| WHAT TO PRODUCE |
Write the next part of the blog entry about staffing the Morality In Media booth at a Christian convention in D.C., picking up after its final sentence.

| TEXT SHOWN |
..............................
Saturday, May 26, 2012

Without the Name Tag

I've realized, over the last couple of days, that I've walked into a war zone by signing up to work for Morality In Media/Porn Harms. I've never had a job that was so passionately involved with a controversial topic, that we're basically putting our reputation, personality, and even lives on the line in some cases. Now, that may sound drastic to some, but you don't know the kind of threats we receive over the phone, mail, and our facebook and YouTube pages. If ever one of those threats were to turn into reality, it would not be a pretty picture.

The last two days of my life were a different kind of test.

I had to attend a massive Christian convention here in D.C. on Thursday and Friday. This convention was a meeting for pastors and preachers all over the world, to come together and discuss relevant topics in today's world.

Religion plays a big role in Morality In Media's fight against pornography, and while we're trying to reach all audiences, religious leaders seem to want to get on board with our efforts of informing people of the dangers and harms of pornography more than most people. So, we arranged to have a booth at this conference, in order to pass out pamphlets, facts, and talk about this issue with the hundreds of religious leaders who were in attendance.

First off, it was an eye opener for me to see how many pastors would glance at our table, avoid eye contact, and quickly walk in a different direction. I didn't realize how uncomfortable this topic would be, even among leaders of the Christian faith. It took actual courage for me to approach people with a pamphlet...to ask them if pornography was an issue in their congregation, and if so, what they were doing to address it. We offered resources for help. Ideas on how to approach the topic. Encouraged people not to be condemning, but to realize it's an addiction, and one that many people want to overcome. I was nervous...it wasn't as easy as I expected...and I came to understand that this is a bigger struggle and problem than I had ever realized.
..............................
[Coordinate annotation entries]
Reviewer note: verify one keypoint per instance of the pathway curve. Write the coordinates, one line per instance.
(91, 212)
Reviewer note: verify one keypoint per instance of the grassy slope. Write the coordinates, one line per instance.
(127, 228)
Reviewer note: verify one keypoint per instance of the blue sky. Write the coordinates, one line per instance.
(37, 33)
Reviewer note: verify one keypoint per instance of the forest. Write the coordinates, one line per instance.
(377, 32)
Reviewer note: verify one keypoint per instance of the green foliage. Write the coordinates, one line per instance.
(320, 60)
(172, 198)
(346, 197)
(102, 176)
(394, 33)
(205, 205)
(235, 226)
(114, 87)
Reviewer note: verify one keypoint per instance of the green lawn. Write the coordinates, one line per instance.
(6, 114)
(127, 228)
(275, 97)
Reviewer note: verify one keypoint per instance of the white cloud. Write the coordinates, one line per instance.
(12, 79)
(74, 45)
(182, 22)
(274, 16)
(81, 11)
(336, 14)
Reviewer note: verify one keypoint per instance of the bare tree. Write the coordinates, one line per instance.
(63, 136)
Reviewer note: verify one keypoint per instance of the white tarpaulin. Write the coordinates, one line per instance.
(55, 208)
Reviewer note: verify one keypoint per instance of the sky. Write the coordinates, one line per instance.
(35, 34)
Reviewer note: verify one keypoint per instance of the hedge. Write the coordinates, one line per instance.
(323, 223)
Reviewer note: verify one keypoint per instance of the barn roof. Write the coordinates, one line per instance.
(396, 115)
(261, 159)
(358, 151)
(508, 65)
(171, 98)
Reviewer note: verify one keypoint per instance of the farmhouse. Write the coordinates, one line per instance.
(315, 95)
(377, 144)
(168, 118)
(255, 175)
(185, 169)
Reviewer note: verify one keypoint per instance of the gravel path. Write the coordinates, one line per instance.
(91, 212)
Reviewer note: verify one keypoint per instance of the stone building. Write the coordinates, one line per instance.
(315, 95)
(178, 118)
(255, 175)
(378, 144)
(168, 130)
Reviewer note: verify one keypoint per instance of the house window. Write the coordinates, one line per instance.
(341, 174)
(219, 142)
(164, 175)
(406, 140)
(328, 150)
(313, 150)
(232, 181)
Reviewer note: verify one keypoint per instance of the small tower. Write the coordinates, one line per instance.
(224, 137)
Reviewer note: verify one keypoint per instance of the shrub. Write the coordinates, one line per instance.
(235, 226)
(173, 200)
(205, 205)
..............................
| IN RESPONSE |
The second part of this two-day test came extremely unexpectedly...a major test of my faith and character. Who would I be without my missionary name tag?

As all you faithful readers know, I served my 18-month mission for The Church of Jesus Christ of Latter-day Saints in Mississippi and Louisiana. While there, it was not uncommon for me to be yelled at, told I was a Satin-worshiper, called names and preached at as to why I was going to hell and how I was leading others to hell, sworn at, kicked out of people's homes because I was tainting people's children with lies, told I did not believe in Jesus Christ...and much more. I grew used to it. I had my common responses and would usually just move on, trying not to engage in arguments (TRYING...key word there.) :)

This conference was like being thrust back into that part of my mission. Why? Because, the booth right NEXT to our booth was the truelife.org booth, a tool to teach Baptist Christians how they can spread the gospel and fight anti-gospel things. One of their "anti-gospel" topics is....yes....Mormonism. They have videos about Mormonism, how Mormons are wrong and how to avoid them.

Most of Thursday and all of Friday, the founder of truelife.org focused on the Mormonism topic the entire time, looping the Mormonism video, loudly blaring the audio for all to hear...facts about why Mormonism is not true Christianity. While the video wasn't necessarily mean, it wasn't fully correct (obviously). And more offensive than the video, was the way in which the founder of truelife.org was talking about the video and explaining it to pastors who would stop and watch. He was disrespectful and rude...making fun of Mormon beliefs.

All of Thursday I battled with myself...Do I tell this man I'm Mormon? Is that my job? I'm here to spread the message of the harm of pornography, and right now, people are listening to us. If people were to find out I'm a Mormon (and so is the executive director of our organization) then many of these pastors and preachers wouldn't listen to a word we say.

The Morality In Media staff is diverse in religion. We have the Catholic faith represented, the Jewish faith represented, the Latter-day Saint faith represented, and the Evangelical Christan faith represented. We all have differing faiths, yet we come together to fight pornography. But many of the pastors at this conference would not come together with us if they knew we had Mormons and Jewish representatives.

I discussed this with Tammy, my Jewish co-worker. I wanted so badly to say something to this man. She said, "Crystal, right now you're a representative of Morality In Media. If by tomorrow afternoon you still want to say something, then say it then. But try to restrain yourself until that time. We need to get this message out to as many people as will listen, without causing barriers."

I decided she was right. I could still stand as a representative of Christ throughout the conference, and when the time was right, I could share my faith with this man and his colleagues at our neighboring booth.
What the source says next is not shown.